Records of labeled points
====

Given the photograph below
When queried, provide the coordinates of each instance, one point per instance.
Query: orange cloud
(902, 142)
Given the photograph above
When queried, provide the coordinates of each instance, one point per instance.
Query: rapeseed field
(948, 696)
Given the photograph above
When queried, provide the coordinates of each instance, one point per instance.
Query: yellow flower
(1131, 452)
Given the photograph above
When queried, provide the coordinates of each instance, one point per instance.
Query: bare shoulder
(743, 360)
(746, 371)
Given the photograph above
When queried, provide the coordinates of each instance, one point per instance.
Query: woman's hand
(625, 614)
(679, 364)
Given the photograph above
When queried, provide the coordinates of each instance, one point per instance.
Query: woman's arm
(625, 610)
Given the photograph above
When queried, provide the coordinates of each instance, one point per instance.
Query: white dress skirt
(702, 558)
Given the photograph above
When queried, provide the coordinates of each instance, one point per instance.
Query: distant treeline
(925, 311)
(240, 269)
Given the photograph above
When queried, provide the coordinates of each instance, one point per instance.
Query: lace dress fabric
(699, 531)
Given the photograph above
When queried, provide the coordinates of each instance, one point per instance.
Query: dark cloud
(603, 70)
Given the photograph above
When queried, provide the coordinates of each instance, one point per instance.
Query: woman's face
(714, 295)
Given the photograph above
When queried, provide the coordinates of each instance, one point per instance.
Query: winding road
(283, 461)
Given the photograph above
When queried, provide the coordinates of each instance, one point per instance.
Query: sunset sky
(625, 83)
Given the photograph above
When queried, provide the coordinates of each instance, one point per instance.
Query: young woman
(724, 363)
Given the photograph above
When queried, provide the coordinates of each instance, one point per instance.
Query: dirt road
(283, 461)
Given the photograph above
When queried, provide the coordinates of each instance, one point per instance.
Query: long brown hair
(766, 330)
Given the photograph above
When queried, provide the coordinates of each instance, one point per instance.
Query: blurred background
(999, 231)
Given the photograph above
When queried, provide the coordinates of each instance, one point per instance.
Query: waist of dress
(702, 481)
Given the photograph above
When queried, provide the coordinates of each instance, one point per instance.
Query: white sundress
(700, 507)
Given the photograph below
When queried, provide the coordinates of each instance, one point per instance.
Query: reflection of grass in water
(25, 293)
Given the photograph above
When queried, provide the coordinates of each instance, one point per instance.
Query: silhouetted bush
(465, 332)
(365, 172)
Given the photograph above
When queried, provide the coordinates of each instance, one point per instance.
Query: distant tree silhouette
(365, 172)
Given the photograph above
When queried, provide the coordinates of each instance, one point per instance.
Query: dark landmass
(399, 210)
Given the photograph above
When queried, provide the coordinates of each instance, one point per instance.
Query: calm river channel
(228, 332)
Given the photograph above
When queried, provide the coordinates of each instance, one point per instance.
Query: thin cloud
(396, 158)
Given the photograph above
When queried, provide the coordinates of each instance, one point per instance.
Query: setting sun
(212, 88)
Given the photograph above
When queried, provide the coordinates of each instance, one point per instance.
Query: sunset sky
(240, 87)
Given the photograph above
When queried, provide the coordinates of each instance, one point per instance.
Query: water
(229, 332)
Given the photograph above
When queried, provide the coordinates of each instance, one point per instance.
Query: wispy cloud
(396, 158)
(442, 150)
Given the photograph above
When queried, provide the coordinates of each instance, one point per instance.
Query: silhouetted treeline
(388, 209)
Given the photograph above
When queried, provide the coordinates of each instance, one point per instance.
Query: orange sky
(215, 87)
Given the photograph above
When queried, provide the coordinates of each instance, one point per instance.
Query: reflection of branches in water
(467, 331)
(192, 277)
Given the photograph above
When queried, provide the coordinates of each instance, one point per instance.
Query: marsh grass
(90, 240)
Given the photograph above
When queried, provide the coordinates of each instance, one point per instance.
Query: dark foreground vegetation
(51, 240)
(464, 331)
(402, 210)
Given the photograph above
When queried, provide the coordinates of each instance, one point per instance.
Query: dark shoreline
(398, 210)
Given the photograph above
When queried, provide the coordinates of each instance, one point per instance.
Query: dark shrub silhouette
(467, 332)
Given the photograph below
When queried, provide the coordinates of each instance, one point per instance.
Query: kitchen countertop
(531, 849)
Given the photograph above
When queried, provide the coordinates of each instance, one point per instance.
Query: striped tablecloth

====

### Stated problem
Extract the complete set of records unchanged.

### The output
Given the photograph below
When queried, provide the coordinates of each instance, one point per instance.
Query: orange cloud
(902, 142)
Given the photograph above
When queried, provide the coordinates of each instance, one point per instance.
Query: rapeseed field
(948, 696)
Given the photograph above
When queried, provide the coordinates of each instance, one point per instance.
Query: yellow flower
(1131, 452)
Given the photograph above
When queried, provide the coordinates of each instance, one point per instance.
Query: bare shoulder
(743, 360)
(746, 371)
Given the photograph above
When queried, provide the coordinates of each instance, one point per instance.
Query: woman's hand
(625, 614)
(679, 364)
Given the photograph above
When queried, provide the coordinates of each instance, one point per instance.
Query: woman's arm
(625, 610)
Given the photograph above
When queried, provide the coordinates of each instance, one point per instance.
Query: white dress skirt
(702, 558)
Given the photograph above
When queried, provide the coordinates of each instance, one point per instance.
Query: distant treeline
(925, 311)
(240, 269)
Given the photograph above
When queried, provide the coordinates of each instance, one point per instance.
Query: lace dress fabric
(699, 531)
Given the photograph above
When queried, provide the coordinates of each instance, one point per instance.
Query: dark cloud
(603, 70)
Given the photograph above
When queried, provide the coordinates of each instance, one point per instance.
Query: woman's face
(714, 295)
Given the photograph above
When queried, provide the coordinates of each instance, one point per instance.
Query: winding road
(283, 461)
Given the photograph above
When queried, provide the coordinates of each instance, one point per instance.
Query: sunset sky
(625, 83)
Given the photograph above
When queried, provide the coordinates of each instance, one point per instance.
Query: young woman
(724, 363)
Given the photograph above
When queried, provide the coordinates of each instance, one point per instance.
Query: dirt road
(283, 461)
Given the photograph above
When queried, provide the coordinates of each instance, one point per instance.
Query: long brown hair
(766, 330)
Given the photograph above
When queried, provide the coordinates of each instance, one point per instance.
Query: blurred background
(999, 231)
Given the photograph above
When queried, provide the coordinates of each instance, one point per instance.
Query: waist of dress
(702, 481)
Given the photograph above
When queried, provide the coordinates of each instance, one point per instance.
Query: white sundress
(700, 507)
Given the photograph below
When queried, provide the coordinates of each instance, one point per instance.
Query: reflection of grass in water
(25, 293)
Given the photograph above
When queried, provide the coordinates of each instance, one point per instance.
Query: silhouetted bush
(465, 332)
(365, 172)
Given the photograph above
When queried, provide the coordinates of each instance, one point per instance.
Query: distant tree silhouette
(365, 172)
Given the photograph above
When queried, provide the coordinates of each instance, one point per instance.
Query: dark landmass
(399, 210)
Given the photograph above
When queried, provide the coordinates of each instance, one point per instance.
Query: calm river channel
(228, 332)
Given the photograph above
When queried, provide the coordinates of each instance, one point per instance.
Query: thin cloud
(396, 158)
Given the photograph above
When queried, provide the coordinates of each instance, one point per instance.
Query: setting sun
(212, 88)
Given the photograph above
When queried, provide the coordinates of each instance, one point per instance.
Query: sunset sky
(240, 87)
Given the photograph above
When queried, provide the coordinates of each instance, one point per instance.
Query: water
(229, 332)
Given the photograph above
When queried, provide the coordinates of each instance, one point per instance.
Query: wispy cloud
(396, 158)
(442, 150)
Given the photograph above
When queried, provide the coordinates of each instance, one point per instance.
Query: silhouetted treeline
(388, 209)
Given the photograph above
When queried, provide the coordinates of each instance, one point per instance.
Query: orange sky
(215, 87)
Given the photograph above
When queried, provide the coordinates of each instance, one point per instance.
Query: reflection of branches in water
(467, 331)
(192, 277)
Given the photograph above
When queried, provide the coordinates of each instance, one point per instance.
Query: marsh grass
(90, 240)
Given the photograph above
When queried, provide the coordinates of each instance, one point per instance.
Query: dark foreground vegetation
(51, 240)
(464, 331)
(402, 210)
Given the photograph above
When queried, provide the coordinates of each instance, one point per instance.
Query: dark shoreline
(398, 210)
Given the photograph above
When queried, provide the coordinates of each instance, one point per instance.
Query: dark shrub silhouette
(467, 332)
Given the photograph below
When queried, provide the coordinates of each instance, one point per instance.
Query: kitchen countertop
(531, 849)
Given the photograph above
When queried, provide the coordinates of each instance, one point per instance.
Query: striped tablecloth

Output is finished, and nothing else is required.